TEKS BACAAN:
########################################

Syaikh Salim mengatakan, “Yang dimaksud adalah para sahabat radhiyallahu
‘anhum.” (Limadza, hal. 32).Kata salaf juga sering dipakai oleh
para ulama akidah di dalam kitab-kitab mereka. Seperti contohnya sebuah riwayat
yang dibawakan oleh Imam Al Ajurri di dalam kitabnya yang berjudul Asy
Syari’ah bahwa Imam Auza’i pernah berpesan, “Bersabarlah engkau di atas
Sunnah. Bersikaplah sebagaimana kaum itu (salaf) bersikap. Katakanlah
sebagaimana yang mereka katakan. Tahanlah dirimu sebagaimana sikap mereka
menahan diri dari sesuatu. Dan titilah jalan salafmu yang shalih. Karena
sesungguhnya sudah cukup bagimu apa yang membuat mereka cukup.” Syaikh Salim
mengatakan, “Yang dimaksud adalah sahabat ridhwanullahi ‘alaihim.”
(lihat Limadza, hal. 32) Hal ini karena Al Auza’i adalah seorang tabi’in.
Kerancuan Seputar Istilah Salafiyah.

########################################

Catatan dari sebuah kumpulan data

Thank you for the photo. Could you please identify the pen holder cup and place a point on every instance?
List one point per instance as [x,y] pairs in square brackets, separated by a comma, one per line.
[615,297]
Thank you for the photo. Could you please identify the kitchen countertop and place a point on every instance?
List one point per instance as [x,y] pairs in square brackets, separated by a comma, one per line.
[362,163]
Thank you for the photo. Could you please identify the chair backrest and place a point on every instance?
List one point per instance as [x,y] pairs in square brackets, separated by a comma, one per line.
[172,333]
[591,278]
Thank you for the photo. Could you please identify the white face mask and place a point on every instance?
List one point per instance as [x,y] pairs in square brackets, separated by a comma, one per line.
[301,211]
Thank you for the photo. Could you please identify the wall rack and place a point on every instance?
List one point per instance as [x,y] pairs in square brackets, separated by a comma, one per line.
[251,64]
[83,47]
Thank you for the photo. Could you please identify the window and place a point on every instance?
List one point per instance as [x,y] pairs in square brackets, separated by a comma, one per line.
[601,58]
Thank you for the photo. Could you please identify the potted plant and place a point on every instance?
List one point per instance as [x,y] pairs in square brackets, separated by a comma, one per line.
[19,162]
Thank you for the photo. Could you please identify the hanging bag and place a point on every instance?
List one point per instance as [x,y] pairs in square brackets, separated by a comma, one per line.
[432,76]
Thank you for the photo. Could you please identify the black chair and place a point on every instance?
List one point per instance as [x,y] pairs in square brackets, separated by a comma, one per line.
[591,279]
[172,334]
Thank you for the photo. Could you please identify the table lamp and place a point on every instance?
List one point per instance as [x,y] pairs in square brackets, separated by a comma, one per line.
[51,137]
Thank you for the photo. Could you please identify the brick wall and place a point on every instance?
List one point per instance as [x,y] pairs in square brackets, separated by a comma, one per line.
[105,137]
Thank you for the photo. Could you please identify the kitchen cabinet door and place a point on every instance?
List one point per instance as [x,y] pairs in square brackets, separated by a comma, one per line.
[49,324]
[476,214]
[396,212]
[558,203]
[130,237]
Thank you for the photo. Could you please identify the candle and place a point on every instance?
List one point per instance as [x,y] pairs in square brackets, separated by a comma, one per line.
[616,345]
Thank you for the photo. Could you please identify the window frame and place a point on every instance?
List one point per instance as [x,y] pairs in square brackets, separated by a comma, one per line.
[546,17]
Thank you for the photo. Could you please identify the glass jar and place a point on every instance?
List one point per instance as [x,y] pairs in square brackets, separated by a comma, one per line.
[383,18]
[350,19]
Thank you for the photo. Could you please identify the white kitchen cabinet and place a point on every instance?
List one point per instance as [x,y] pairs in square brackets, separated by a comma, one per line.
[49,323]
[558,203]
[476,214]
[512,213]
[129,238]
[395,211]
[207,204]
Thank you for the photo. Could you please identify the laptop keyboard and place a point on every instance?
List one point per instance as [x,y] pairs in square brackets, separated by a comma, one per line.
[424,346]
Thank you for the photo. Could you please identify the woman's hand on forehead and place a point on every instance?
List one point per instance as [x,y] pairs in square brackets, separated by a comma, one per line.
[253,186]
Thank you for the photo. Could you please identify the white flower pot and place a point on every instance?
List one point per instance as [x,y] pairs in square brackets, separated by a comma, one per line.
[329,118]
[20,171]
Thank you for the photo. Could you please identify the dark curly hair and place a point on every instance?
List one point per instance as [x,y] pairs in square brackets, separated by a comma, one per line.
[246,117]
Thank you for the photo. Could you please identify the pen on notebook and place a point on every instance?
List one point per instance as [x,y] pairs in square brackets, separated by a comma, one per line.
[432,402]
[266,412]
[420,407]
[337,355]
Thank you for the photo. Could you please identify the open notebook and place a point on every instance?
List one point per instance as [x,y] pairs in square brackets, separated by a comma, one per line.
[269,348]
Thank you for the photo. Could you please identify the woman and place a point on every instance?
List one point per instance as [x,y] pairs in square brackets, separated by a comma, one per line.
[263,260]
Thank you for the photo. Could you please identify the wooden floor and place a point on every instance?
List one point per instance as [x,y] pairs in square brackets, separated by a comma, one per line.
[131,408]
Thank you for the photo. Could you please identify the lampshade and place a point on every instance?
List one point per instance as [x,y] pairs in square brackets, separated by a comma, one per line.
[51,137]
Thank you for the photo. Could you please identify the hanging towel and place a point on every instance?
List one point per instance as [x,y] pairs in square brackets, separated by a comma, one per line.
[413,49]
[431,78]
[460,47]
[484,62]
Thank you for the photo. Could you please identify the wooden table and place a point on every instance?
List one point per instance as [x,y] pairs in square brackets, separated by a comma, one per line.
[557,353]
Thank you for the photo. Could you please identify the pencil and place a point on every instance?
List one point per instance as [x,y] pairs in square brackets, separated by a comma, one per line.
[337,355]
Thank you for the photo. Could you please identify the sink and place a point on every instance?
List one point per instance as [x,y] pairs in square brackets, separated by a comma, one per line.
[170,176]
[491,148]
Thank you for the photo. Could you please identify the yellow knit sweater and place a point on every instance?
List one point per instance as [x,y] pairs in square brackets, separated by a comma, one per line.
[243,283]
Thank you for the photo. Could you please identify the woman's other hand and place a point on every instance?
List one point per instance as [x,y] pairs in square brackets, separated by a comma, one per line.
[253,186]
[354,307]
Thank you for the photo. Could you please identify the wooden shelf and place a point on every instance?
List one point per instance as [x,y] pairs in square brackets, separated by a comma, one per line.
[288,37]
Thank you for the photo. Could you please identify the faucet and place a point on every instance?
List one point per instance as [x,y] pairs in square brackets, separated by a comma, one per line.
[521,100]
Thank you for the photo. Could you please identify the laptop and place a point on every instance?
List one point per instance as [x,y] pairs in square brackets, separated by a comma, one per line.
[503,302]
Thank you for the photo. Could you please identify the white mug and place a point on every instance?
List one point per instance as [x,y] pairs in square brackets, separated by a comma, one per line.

########################################

SOAL LATIHAN: Terjemahkan ke dalam bahasa Inggris kalimat dari teks tentang istilah salaf ini: "Kata salaf juga sering dipakai oleh para ulama akidah di dalam kitab-kitab mereka."

JAWABAN LATIHAN: The word salaf is also often used by scholars of creed in their books.